* _WHAT YOU WILL DO_
Copy out the listing verbatim, from its first line through the line containing "positive clicks: (28, 35)", including both ends.

* _DATA SHOWN_

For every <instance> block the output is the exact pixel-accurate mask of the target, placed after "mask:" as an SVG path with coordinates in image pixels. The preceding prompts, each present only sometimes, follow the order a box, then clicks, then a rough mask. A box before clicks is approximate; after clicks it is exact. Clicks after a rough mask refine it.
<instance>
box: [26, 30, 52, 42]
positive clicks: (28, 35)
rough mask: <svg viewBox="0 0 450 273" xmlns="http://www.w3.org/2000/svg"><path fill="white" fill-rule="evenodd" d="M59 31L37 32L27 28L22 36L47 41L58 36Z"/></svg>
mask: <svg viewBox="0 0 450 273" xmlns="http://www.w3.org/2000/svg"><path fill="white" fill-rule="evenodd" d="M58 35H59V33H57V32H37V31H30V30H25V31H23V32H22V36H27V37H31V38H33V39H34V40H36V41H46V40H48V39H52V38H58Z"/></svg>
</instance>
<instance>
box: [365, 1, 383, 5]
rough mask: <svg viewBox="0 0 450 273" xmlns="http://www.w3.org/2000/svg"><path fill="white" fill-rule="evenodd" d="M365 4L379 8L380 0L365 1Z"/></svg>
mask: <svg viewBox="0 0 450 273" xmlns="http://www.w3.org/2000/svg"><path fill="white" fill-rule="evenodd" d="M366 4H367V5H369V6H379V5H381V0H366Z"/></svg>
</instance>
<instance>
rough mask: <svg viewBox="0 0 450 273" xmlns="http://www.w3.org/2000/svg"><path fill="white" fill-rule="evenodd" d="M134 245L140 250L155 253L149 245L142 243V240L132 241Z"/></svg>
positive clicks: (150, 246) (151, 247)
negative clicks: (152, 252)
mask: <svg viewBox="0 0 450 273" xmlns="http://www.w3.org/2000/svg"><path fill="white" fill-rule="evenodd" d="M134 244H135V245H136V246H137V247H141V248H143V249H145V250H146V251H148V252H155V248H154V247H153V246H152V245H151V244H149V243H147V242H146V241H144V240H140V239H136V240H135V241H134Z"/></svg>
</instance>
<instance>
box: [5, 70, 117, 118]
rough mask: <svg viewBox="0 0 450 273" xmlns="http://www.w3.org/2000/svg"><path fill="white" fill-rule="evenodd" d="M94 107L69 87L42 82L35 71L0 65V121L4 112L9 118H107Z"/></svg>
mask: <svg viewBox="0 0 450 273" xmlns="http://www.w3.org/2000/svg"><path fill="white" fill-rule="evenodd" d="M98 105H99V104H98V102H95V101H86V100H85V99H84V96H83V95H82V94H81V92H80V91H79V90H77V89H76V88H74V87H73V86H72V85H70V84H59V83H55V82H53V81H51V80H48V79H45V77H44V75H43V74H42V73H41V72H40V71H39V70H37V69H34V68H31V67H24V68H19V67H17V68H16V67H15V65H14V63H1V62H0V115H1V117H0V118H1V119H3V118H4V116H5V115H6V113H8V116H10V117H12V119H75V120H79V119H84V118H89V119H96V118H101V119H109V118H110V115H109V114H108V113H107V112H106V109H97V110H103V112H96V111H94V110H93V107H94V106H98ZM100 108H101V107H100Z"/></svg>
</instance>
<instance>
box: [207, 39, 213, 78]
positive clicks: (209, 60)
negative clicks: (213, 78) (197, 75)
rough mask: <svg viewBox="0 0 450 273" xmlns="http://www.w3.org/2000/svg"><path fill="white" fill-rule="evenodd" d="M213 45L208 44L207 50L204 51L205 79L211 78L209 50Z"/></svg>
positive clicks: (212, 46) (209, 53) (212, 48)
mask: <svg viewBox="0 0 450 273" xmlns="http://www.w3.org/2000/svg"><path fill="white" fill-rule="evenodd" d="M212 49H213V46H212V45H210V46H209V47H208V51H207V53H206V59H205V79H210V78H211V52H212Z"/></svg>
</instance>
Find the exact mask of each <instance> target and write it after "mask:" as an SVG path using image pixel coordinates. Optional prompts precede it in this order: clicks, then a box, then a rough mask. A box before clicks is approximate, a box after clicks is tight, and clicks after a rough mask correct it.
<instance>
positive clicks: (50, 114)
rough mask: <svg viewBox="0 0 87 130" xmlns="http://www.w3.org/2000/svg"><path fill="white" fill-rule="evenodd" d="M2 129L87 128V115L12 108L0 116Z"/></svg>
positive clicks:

* _FINISHED TASK_
For every <instance> block the output is the exact pixel-accurate mask of the target, placed after "mask:" as an SVG path with coordinates in image pixels. The preceding prompts, each present only sometimes, follow the order a box, then clicks, then a rough mask. A box before clicks is approximate; after clicks it is exact. Clicks after a rough mask refine it.
<instance>
box: [26, 30, 52, 42]
positive clicks: (28, 35)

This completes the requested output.